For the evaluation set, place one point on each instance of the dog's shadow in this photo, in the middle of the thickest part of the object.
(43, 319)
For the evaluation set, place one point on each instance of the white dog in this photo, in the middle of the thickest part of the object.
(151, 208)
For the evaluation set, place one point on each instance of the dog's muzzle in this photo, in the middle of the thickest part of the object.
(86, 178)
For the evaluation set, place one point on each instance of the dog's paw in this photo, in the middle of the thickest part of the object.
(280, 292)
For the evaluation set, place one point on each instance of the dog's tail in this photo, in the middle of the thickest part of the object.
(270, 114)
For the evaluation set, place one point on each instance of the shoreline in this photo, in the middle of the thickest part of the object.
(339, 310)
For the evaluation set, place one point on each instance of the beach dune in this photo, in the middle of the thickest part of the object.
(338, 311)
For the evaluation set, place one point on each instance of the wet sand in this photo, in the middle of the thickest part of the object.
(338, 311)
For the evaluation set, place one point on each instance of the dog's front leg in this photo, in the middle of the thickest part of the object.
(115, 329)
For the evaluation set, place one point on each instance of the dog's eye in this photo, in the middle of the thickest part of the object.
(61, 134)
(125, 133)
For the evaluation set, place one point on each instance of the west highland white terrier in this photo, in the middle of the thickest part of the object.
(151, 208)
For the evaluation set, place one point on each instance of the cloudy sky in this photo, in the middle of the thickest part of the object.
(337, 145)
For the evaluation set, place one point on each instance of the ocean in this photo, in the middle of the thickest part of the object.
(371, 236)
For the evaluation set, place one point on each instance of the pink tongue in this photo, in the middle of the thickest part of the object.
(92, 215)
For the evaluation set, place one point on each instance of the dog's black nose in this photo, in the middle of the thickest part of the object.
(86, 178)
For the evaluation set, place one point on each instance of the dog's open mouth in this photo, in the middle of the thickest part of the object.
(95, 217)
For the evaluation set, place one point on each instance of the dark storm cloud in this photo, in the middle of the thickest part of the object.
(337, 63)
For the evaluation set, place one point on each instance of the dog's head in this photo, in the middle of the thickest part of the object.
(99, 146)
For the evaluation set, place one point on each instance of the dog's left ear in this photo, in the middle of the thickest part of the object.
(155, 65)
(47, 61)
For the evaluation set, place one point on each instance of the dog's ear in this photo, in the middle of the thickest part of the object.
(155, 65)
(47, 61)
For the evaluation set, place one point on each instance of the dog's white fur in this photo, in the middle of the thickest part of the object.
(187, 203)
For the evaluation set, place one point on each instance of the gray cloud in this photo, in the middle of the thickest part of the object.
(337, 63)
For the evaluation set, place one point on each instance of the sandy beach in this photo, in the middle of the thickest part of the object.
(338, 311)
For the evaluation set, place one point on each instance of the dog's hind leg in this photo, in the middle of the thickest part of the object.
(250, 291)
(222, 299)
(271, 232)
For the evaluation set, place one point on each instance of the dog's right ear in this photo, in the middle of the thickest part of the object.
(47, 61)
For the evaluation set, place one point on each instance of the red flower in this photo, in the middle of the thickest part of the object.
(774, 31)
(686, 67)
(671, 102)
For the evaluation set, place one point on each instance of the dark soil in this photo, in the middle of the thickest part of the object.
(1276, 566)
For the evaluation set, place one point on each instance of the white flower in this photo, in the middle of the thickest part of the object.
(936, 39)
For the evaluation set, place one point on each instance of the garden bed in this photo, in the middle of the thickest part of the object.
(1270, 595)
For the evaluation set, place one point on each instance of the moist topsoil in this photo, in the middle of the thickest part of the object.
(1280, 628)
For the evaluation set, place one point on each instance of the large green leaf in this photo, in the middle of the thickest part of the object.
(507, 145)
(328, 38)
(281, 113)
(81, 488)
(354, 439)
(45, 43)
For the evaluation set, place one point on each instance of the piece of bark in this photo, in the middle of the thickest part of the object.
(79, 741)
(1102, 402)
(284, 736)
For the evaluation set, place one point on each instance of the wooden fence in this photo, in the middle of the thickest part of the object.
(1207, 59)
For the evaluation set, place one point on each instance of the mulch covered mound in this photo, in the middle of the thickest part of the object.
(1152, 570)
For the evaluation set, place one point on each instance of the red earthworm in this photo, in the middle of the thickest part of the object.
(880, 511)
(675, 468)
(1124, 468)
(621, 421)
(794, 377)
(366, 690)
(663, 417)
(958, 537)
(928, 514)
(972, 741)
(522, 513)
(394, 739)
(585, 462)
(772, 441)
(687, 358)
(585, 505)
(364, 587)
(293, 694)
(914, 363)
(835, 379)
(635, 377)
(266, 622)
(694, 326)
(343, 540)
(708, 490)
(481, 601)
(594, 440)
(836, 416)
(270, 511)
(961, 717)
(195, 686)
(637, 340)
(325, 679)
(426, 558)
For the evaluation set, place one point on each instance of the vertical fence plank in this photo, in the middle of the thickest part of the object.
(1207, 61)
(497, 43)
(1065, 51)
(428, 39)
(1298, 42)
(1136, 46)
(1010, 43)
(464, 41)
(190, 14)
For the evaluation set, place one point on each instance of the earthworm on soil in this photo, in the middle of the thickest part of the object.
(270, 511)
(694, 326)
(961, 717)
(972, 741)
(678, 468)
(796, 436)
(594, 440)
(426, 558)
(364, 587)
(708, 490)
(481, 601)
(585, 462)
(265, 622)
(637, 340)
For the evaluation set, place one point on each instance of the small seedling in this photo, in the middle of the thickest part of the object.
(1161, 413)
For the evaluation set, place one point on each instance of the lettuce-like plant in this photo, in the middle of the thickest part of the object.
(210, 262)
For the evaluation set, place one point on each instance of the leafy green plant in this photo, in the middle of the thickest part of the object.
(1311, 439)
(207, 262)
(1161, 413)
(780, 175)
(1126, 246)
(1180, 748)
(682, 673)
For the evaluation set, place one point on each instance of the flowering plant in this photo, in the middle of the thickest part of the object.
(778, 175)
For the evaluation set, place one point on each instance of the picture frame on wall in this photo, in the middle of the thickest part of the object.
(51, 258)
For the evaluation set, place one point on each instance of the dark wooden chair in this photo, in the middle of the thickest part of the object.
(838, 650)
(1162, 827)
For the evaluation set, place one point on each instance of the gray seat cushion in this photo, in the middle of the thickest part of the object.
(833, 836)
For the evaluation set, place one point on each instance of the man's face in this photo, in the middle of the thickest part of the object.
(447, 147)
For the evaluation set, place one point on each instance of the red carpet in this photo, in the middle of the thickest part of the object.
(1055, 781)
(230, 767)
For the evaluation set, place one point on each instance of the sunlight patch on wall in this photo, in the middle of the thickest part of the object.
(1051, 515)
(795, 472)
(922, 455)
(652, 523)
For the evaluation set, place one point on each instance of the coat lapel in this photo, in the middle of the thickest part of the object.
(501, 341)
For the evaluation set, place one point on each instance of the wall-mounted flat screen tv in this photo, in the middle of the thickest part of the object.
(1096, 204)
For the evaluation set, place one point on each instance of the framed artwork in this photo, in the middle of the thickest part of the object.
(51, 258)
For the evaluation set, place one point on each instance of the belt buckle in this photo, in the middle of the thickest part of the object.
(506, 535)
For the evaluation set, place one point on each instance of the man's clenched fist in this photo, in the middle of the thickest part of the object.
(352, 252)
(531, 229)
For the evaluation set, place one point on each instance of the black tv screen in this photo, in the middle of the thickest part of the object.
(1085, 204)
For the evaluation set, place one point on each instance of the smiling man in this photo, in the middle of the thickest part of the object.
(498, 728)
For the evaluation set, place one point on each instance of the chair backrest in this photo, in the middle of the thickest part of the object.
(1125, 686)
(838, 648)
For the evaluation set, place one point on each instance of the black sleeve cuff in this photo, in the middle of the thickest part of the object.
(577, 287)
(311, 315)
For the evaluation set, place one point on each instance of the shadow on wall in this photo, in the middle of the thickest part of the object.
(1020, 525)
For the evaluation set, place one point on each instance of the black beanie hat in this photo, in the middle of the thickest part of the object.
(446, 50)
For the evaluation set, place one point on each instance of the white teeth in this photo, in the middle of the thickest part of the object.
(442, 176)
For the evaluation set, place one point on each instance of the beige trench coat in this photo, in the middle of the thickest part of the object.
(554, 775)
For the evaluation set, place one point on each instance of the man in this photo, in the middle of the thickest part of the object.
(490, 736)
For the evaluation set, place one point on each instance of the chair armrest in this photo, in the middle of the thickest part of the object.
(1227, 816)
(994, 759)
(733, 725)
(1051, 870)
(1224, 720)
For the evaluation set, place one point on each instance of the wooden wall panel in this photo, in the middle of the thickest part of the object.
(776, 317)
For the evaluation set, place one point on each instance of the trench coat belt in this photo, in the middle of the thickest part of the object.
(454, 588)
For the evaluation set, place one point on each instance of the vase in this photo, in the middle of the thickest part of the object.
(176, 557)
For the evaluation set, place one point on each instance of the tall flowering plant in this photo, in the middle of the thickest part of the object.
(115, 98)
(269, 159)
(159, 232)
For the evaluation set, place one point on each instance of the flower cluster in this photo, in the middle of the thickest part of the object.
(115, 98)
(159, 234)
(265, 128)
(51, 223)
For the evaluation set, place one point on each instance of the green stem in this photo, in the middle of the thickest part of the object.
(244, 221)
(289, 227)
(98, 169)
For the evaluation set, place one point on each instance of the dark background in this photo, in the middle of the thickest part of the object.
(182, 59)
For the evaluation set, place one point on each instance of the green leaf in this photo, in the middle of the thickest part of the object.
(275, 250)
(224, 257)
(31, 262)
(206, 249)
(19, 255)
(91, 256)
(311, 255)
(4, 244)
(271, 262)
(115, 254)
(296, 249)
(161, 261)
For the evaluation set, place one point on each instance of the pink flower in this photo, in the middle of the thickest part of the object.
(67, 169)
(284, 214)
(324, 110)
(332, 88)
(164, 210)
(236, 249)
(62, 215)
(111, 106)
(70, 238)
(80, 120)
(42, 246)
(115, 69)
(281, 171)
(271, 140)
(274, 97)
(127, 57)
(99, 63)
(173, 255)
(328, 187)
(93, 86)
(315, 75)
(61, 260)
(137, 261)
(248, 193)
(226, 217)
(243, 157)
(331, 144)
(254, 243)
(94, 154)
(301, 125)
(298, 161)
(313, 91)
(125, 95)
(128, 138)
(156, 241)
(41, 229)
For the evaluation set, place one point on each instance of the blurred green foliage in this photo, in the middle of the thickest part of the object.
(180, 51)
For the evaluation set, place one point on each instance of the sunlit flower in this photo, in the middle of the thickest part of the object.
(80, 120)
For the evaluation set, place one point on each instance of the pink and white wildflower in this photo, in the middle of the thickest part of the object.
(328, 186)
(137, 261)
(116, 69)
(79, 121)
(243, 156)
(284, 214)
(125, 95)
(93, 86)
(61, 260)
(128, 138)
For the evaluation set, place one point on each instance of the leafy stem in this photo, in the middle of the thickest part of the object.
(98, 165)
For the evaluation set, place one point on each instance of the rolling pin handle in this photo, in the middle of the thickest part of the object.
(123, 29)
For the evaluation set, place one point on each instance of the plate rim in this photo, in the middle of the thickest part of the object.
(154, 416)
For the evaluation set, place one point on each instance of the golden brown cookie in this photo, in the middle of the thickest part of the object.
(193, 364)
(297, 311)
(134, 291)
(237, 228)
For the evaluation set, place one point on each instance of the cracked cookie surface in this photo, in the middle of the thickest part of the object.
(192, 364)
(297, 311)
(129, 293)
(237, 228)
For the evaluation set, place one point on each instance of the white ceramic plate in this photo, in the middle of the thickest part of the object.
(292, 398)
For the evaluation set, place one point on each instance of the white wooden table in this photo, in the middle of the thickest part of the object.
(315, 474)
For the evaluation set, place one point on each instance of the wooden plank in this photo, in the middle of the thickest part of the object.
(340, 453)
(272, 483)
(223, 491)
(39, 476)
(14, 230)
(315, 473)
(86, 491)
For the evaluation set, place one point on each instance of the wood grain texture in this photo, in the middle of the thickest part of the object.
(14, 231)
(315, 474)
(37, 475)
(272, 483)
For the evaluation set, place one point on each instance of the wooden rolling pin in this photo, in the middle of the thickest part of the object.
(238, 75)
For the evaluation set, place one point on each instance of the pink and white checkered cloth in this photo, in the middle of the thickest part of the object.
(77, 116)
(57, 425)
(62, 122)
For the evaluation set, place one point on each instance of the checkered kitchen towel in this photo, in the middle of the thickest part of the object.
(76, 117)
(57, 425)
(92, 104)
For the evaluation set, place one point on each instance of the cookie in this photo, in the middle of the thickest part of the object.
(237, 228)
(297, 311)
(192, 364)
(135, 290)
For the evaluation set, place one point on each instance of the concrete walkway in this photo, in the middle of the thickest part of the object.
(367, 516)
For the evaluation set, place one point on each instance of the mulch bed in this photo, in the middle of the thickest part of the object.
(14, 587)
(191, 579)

· · · ·

§ STATED PROBLEM: Update the listing from the line containing "the red flower" down through the line containing "(1276, 566)", changing "dark soil" to "black soil" and leaving everything else as it is.

§ THE RESULT:
For the evaluation set, place one point on each instance of the red flower in this photo, in the middle of the thickest part of the object.
(774, 31)
(686, 67)
(671, 102)
For the evaluation set, place one point on each instance of the black soil in this photo, in the middle of the thickest part of the object.
(1276, 566)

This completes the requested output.